[EXTRAIT DU TEXTE]
Droits de douane: la confiance dans la fiabilité des Etats-Unis s’amenuise.
Le conflit douanier n’est probablement pas près d’être réglé: les décisions de Trump et de son gouvernement sont difficilement prévisibles, si bien que la confiance dans la fiabilité des Etats-Unis s’amenuise. «Une seule chose est sûre: l’incertitude persiste et nous devons nous y habituer», indique Fredy Hasenmaile. Le chef économiste conseille aux entrepreneuses et entrepreneurs de ne pas rester comme des lapins pris dans les phares d’une voiture mais de chercher activement des solutions.
Selon lui, si l’on garde la tête froide, on peut aussi trouver des évolutions positives dans la politique douanière: «Les entreprises situées dans des pays où les obstacles au commerce avec les Etats-Unis sont particulièrement élevés recherchent peut-être de nouveaux partenaires. Les PME suisses peuvent alors s’engouffrer dans cette brèche.» De manière générale, Fredy Hasenmaile recommande une diversification géographique plus large, notamment vers l’Asie ou l’Amérique du Sud. «Grâce à des accords de libre-échange comme celui signé récemment avec le Mercosur et aux technologies digitales, c’est bien plus facile qu’auparavant.»

[ÉNONCÉ DU PROBLÈME] Recopiez intégralement le texte sur les droits de douane, sans rien y modifier. Les lignes qui suivent n'ont aucun rôle dans ce travail.

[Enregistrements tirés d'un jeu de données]
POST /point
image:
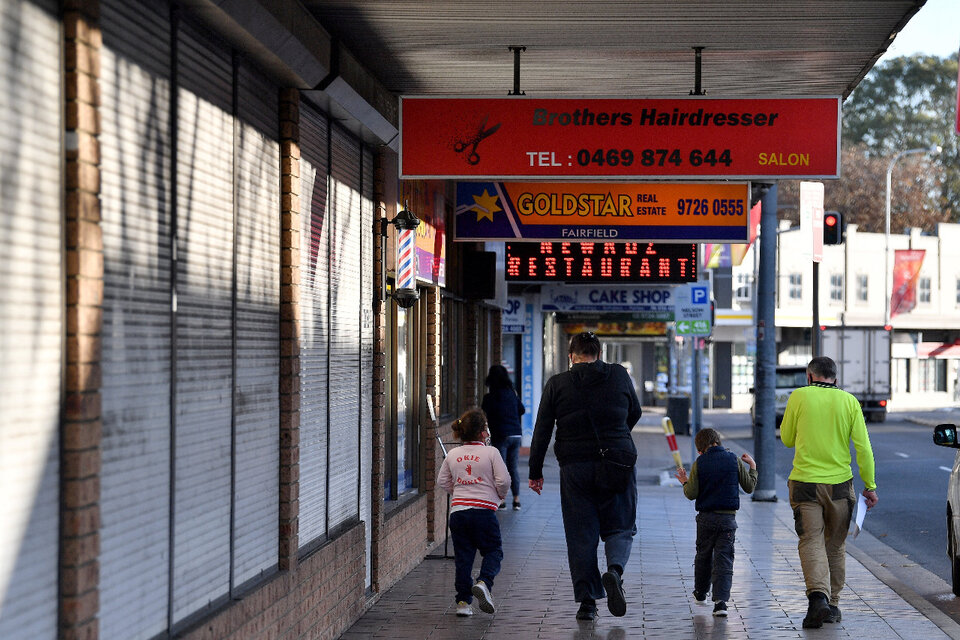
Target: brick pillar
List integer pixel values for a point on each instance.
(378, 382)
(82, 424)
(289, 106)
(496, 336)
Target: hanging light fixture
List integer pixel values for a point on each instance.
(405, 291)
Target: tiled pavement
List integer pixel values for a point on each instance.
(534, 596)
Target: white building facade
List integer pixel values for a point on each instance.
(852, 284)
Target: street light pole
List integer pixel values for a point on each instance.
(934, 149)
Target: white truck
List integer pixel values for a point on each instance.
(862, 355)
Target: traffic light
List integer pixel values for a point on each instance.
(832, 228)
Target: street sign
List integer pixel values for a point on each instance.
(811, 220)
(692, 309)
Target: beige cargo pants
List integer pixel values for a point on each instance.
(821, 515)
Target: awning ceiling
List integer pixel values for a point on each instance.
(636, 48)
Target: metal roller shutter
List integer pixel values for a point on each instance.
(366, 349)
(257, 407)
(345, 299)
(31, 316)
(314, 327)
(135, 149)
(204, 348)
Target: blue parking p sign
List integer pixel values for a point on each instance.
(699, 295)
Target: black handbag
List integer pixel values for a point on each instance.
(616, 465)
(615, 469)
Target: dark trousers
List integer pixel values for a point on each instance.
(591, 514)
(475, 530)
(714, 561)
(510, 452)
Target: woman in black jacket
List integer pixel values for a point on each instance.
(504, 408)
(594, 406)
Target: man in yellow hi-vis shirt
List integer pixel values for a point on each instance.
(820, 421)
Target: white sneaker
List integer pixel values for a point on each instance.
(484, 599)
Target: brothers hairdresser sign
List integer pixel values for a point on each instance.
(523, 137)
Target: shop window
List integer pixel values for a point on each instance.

[RÉPONSE]
Droits de douane: la confiance dans la fiabilité des Etats-Unis s’amenuise.
Le conflit douanier n’est probablement pas près d’être réglé: les décisions de Trump et de son gouvernement sont difficilement prévisibles, si bien que la confiance dans la fiabilité des Etats-Unis s’amenuise. «Une seule chose est sûre: l’incertitude persiste et nous devons nous y habituer», indique Fredy Hasenmaile. Le chef économiste conseille aux entrepreneuses et entrepreneurs de ne pas rester comme des lapins pris dans les phares d’une voiture mais de chercher activement des solutions.
Selon lui, si l’on garde la tête froide, on peut aussi trouver des évolutions positives dans la politique douanière: «Les entreprises situées dans des pays où les obstacles au commerce avec les Etats-Unis sont particulièrement élevés recherchent peut-être de nouveaux partenaires. Les PME suisses peuvent alors s’engouffrer dans cette brèche.» De manière générale, Fredy Hasenmaile recommande une diversification géographique plus large, notamment vers l’Asie ou l’Amérique du Sud. «Grâce à des accords de libre-échange comme celui signé récemment avec le Mercosur et aux technologies digitales, c’est bien plus facile qu’auparavant.»